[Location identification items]
•••

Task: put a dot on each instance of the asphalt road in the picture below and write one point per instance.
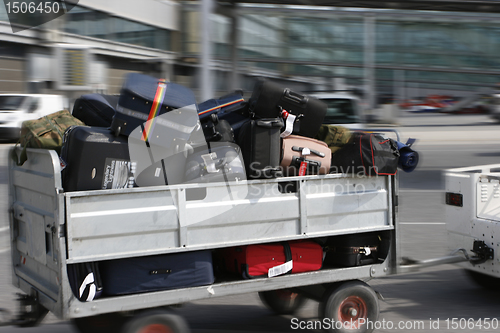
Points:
(427, 301)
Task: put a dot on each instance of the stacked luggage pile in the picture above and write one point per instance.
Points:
(154, 133)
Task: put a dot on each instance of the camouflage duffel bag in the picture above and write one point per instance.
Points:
(46, 132)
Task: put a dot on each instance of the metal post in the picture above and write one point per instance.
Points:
(206, 52)
(234, 80)
(369, 60)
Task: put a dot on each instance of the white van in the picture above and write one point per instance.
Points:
(16, 108)
(343, 108)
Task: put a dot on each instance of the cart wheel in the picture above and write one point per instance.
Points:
(156, 321)
(485, 281)
(349, 306)
(282, 301)
(106, 323)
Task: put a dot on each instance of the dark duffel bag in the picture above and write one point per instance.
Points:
(269, 99)
(222, 104)
(144, 98)
(261, 147)
(95, 109)
(85, 281)
(354, 250)
(367, 154)
(154, 273)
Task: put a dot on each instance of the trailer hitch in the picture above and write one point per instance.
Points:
(482, 252)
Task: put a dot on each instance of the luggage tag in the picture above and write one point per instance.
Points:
(292, 123)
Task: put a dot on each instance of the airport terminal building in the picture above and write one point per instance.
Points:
(405, 53)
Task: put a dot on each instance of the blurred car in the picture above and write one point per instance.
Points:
(343, 108)
(16, 108)
(495, 107)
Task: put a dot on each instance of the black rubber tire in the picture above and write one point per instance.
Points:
(485, 281)
(106, 323)
(156, 321)
(345, 296)
(282, 301)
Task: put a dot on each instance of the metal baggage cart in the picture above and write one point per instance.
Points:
(51, 229)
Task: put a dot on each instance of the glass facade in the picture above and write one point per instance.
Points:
(96, 24)
(91, 23)
(455, 51)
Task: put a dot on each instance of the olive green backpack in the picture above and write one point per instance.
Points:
(46, 132)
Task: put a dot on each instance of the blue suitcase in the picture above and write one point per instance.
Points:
(155, 273)
(144, 98)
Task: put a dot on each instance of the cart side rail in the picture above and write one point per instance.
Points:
(35, 224)
(104, 225)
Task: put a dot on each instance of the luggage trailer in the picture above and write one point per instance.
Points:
(51, 229)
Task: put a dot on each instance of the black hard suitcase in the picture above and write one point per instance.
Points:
(260, 144)
(222, 162)
(95, 109)
(95, 159)
(269, 99)
(353, 250)
(144, 98)
(154, 273)
(85, 281)
(216, 129)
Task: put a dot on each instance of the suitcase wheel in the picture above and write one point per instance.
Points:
(349, 306)
(156, 321)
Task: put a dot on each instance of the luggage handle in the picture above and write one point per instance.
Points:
(160, 271)
(311, 164)
(295, 97)
(315, 152)
(269, 123)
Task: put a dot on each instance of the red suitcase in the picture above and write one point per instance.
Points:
(268, 260)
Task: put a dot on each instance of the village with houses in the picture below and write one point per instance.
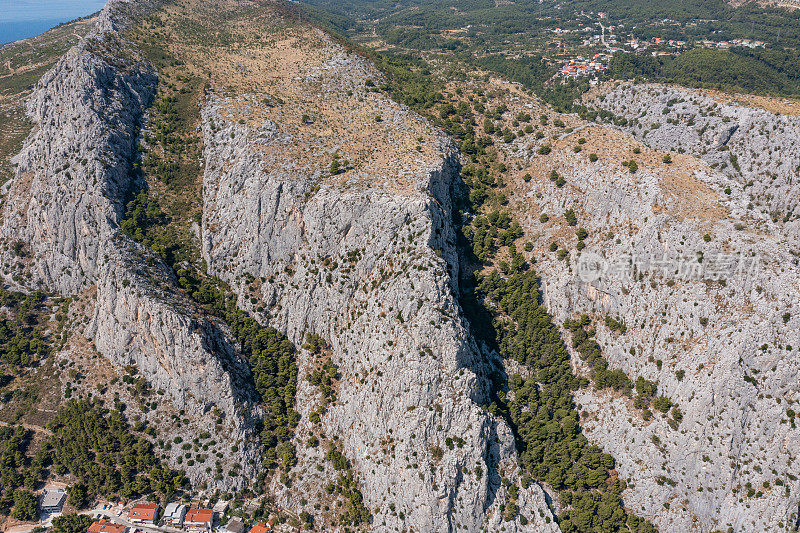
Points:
(602, 38)
(147, 517)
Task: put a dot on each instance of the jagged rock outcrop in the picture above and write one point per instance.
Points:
(64, 207)
(755, 147)
(365, 258)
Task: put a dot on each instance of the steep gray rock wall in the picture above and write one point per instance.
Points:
(757, 148)
(65, 204)
(366, 259)
(721, 342)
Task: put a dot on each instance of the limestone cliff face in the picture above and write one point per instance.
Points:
(755, 147)
(709, 290)
(64, 206)
(365, 258)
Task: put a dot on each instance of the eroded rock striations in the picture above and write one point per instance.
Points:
(349, 236)
(709, 292)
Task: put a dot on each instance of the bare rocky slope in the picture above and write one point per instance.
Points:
(63, 208)
(706, 285)
(327, 210)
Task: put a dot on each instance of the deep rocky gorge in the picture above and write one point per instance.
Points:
(328, 211)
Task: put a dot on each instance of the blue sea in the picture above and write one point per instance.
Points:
(27, 18)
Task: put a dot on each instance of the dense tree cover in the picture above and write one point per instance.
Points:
(171, 160)
(498, 31)
(19, 473)
(271, 357)
(99, 448)
(72, 523)
(552, 447)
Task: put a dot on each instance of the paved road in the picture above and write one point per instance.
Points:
(123, 519)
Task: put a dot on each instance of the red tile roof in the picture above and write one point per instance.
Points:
(145, 511)
(101, 526)
(199, 516)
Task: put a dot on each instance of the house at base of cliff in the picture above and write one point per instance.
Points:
(103, 526)
(198, 520)
(144, 513)
(174, 513)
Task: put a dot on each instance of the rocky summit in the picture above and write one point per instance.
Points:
(351, 268)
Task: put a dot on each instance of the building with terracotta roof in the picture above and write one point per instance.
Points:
(144, 513)
(174, 514)
(199, 519)
(103, 526)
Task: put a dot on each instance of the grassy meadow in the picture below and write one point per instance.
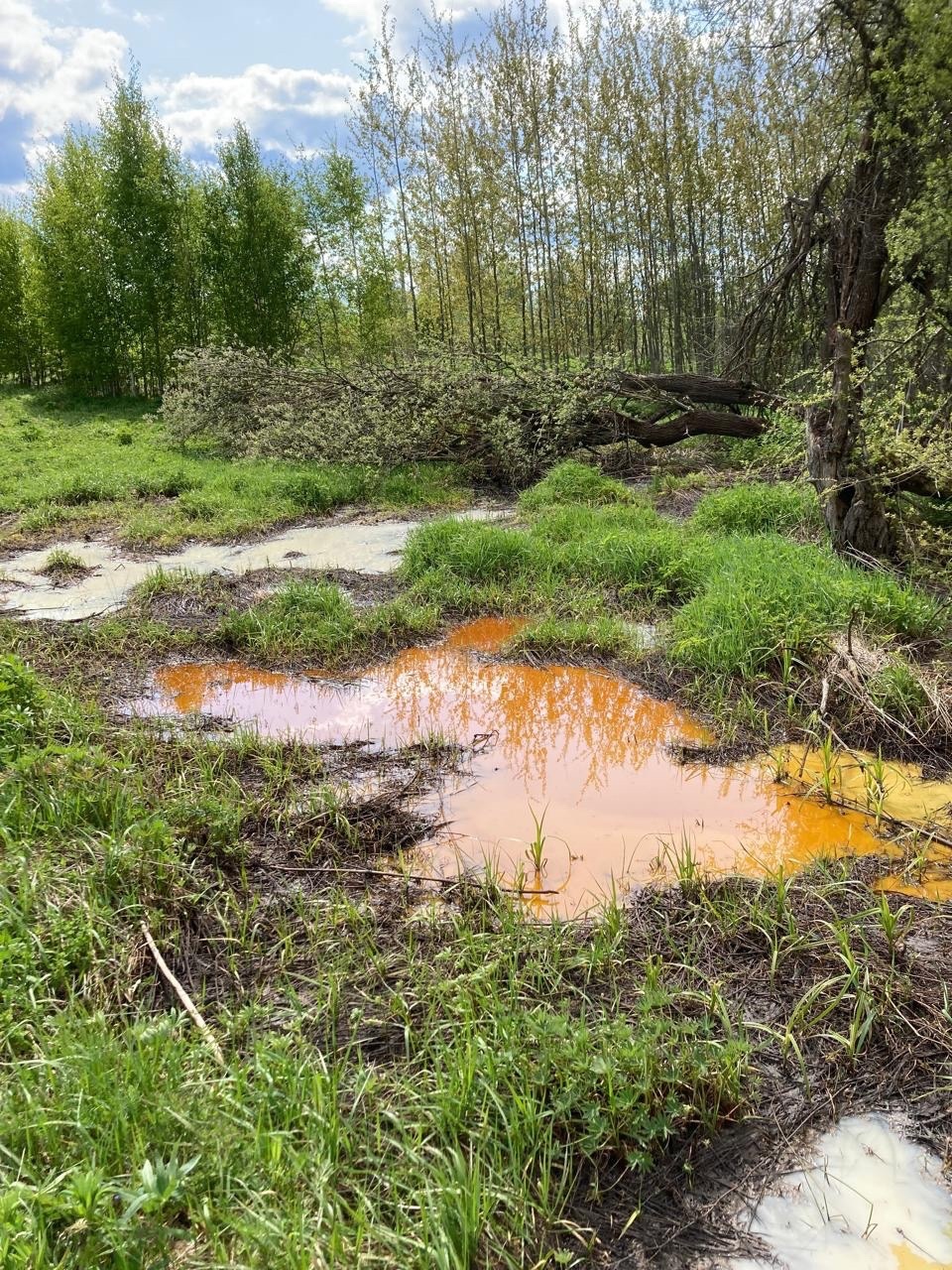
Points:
(71, 465)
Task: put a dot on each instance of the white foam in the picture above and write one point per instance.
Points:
(370, 548)
(865, 1196)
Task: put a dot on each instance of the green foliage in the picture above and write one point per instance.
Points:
(23, 708)
(509, 1075)
(743, 599)
(898, 691)
(71, 467)
(598, 636)
(763, 595)
(315, 619)
(257, 258)
(579, 484)
(63, 564)
(758, 508)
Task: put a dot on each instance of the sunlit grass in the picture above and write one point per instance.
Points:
(70, 463)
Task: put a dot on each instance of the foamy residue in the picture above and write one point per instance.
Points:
(867, 1198)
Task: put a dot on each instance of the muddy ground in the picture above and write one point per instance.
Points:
(703, 933)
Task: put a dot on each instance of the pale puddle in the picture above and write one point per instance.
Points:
(368, 548)
(585, 753)
(865, 1199)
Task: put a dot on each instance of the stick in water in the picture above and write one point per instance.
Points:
(190, 1008)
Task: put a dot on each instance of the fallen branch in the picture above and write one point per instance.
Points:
(190, 1008)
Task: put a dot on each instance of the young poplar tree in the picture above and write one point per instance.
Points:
(259, 270)
(143, 189)
(81, 303)
(22, 344)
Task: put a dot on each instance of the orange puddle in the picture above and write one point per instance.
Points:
(585, 749)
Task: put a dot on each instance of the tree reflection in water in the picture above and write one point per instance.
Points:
(588, 748)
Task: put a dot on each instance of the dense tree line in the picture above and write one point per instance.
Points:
(761, 190)
(601, 191)
(128, 253)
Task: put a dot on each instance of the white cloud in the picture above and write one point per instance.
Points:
(276, 103)
(53, 75)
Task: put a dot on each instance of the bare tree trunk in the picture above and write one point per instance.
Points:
(852, 502)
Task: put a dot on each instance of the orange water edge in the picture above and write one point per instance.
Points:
(583, 752)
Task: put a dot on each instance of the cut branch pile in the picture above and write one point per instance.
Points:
(513, 421)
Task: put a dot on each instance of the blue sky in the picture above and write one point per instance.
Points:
(284, 66)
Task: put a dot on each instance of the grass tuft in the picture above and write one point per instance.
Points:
(757, 507)
(574, 483)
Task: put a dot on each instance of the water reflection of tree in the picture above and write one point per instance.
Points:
(544, 717)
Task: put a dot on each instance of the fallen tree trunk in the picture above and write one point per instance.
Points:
(513, 422)
(690, 423)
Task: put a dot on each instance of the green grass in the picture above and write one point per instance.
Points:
(63, 564)
(575, 483)
(756, 507)
(70, 463)
(316, 620)
(742, 602)
(601, 636)
(402, 1093)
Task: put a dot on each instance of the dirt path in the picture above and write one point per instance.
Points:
(363, 547)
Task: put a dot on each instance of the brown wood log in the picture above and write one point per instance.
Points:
(690, 388)
(669, 432)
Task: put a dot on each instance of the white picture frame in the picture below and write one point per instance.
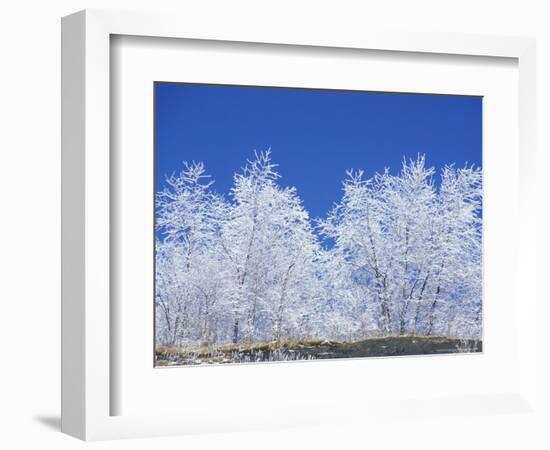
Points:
(87, 387)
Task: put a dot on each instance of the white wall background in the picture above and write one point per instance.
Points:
(30, 198)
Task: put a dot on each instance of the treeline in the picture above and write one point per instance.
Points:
(404, 258)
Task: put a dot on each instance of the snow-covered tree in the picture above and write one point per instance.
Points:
(405, 258)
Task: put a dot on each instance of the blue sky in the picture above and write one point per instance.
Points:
(315, 135)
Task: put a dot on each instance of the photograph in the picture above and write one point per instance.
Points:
(302, 224)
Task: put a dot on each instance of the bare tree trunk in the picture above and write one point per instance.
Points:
(419, 303)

•••

OBJECTIVE: Reproduce nothing but the lines from the line containing "Task: put a dot on each instance of the white wall" to the last line of the data, each exactly as written.

RESPONSE TO THIS TASK:
Task: put a dot on each instance of the white wall background in the picture above and write one point per instance.
Points:
(30, 198)
Task: put a dot on each instance of the treeline in the picture above and write one point per instance.
Points:
(404, 258)
Task: put a dot on each instance of the snow-covered tree in the picture above and write one point per instance.
Points:
(405, 258)
Task: put a dot on each instance of the blue sky in the picture above and write one point per instance.
Points:
(315, 135)
Task: put a dot on each instance of the photograph in the picture above and write one point per instance.
Points:
(302, 224)
Task: put a dot on each instance of the bare tree trunk in the picture above and write one point per instance.
Points:
(419, 303)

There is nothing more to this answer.